**Exercise brief**
Continue the account of the forest fire sighted from the Mt. Alex Graham lookout, picking up right after its final sentence.

**Quoted text**
········

The glasses were moving eastward from Mt. Verdan toward the Fraser River when they suddenly made an abrupt change in course. I quickly adjusted their focus, then held them steady on a timbered hogback south-west of the lookout. It required but 30 seconds for me to decide this was no spiral of dust I saw billowing above the treetops. I went inside, lay the binoculars on the table, moved over to the radio and said into the mike, “Alexis Creek, Alexis Creek. Mt. Alex Graham calling. Are you reading me, Alexis Creek?”

And after a second or two came Whitecross’ voice: “Alex Graham, Alexis Creek. Am reading you clearly. Over.”

I looked at the clock, then went on: “At 1135 hours, leaning at an angle of 40°, color dark, density thick, above coniferous timber, moving west to east, smoke!”

“Have you a grid reference on this one yet?” asked Whitecross, meaning had I plotted the location of the fire on my map.

“This one is so close,” I answered, “there’s hardly need for any grid reference. That smoke isn’t a yard farther than four miles from me.” But in order to conform with routine procedure, I placed my grid over the map, studied it a moment, then sang into the mike, “Grid reference is 93-B, 3-E, A-6, 13-16.”

Following a brief silence, I heard Whitecross suck in his breath and ex-pel it in a muffled, “Well I’ll be darned!” Then I heard him chuckle. “Ho-ho! This one’s a bit personal isn’t it, Rod?”

“If the wind switches around to north, it becomes too darned personal,” I agreed sourly. “In this heat and fanned by a south wind. it could be clean to the top of this mountain by nightfall.”

“What’s wrong with cremation anyway?” quipped Whitecross.

“Nothing at all if you die of old age first,” I shot back. At 48 years old, I figured I still had some years coming to me.

Then, getting back to business, Whitecross acknowledged, “Roger, roger. Will notify Ranger Monteith and see what he can do for you. Stand by for further instructions.” And with that he went off the air.

An old black and white fire of flames near a tower.

This, I knew, was one fire the forestry service would have to fight, and not merely because it presented a serious threat to the lookout station in which I was living. About 12 miles due south of the outbreak was the main Chilcotin road, running east and west. At this time of year. it bore a heavy traffic load — tourists heading to or from a score or more of trout lakes and streams in the upper Chilcotin and heavy trucks hauling loads of freshly cut lumber from the sawmills in the Chilcotin Valley to the planer mills at Williams Lake, a small town in the Cariboo district of B. C. east of the Fraser River. And on either side of the road. paralleling it westward for 40 miles, were the fenced hayfields of cattle ranchers. where hundreds of tons of cured hay lay ready for stacking. North of the road for a depth of four miles was a virgin belt of Douglas fir timber which, if very little had so far been cut for lumber, had certainly been cruised by forestry officials and might at any moment be thrown open to stumpage bids by any sawmill operators interested in its cutting.

Wind west. 15 m.p.h. with gusts up to 25! But if the wind changed, as sometimes wind will do, and blew 15 m.p.h. from the north, the flames within a very short time could be into that belt of fir timber and advancing toward the road. District Ranger Monteith would never allow that to happen if he could possibly gather men and machines to fight the fire, as — by act of Parliament itself — he was fully authorized to do. In British Columbia, any able-bodied man can be pressed into fire-fighting service, if he “won’t go willingly, and any piece of machinery from bulldozer down to power saw can be conscripted, no matter who owns it.

········

**Recorded information**
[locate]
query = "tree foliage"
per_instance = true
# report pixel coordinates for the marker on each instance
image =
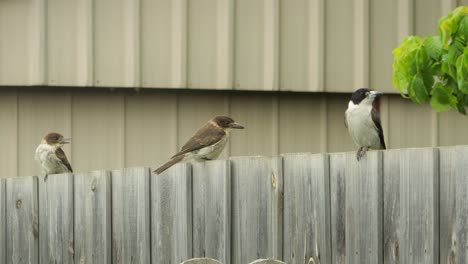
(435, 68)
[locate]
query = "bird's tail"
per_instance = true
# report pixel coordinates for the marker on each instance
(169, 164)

········

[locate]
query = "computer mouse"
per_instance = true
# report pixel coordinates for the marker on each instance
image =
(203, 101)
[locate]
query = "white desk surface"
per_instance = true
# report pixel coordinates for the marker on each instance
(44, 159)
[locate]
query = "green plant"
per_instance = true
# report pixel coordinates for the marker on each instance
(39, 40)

········

**Exercise output**
Half an hour after my reporting the fire, Whitecross’ voice cut in on my thoughts: “Mt. Alex Graham, Mt. Alex Graham. Alexis Creek calling. Am I coming in O.K.? How on that Rod?”

“Clear as cowbells down in the pasture,” I affirmed.

“Monteith has rounded up a 10-man suppression crew that is leaving right now in a couple of forestry jeeps,” Whitecross informed me. “They’re equipped with a portable radio with call name Suppression Crew Portable, and barring unforseen troubles you should be hearing from them at scene of fire within 60 minutes give or take. How’s the situation up there now?” 

“Fire is spreading rapidly,” I told him. “Wind’s picked up a bit now, west 20 about. Fire now covers roughly 50 acres, continues to move west to east, has reached mature lodgepole pine, and is crowning in the treetops. Quite some show of fireworks from up here, that it is.” I broke off for a few seconds, had another thought, then went back on the air with, “Has this baby been officially christened yet?” Fires that must be fought are named in an alphabetical order.

“The infant now has a name,” chuckled Whitecross. “Will proceed to spell it out for you.” And in phonetic alphabet, he slowly spelled. “N for November, E as in echo, C for Charlie, and H for hotel. For the official records then, this one is labeled the Nech fire.” And as an afterthought he added, “Although I’ve an idea we will hear nastier names than that before we’re through with it.”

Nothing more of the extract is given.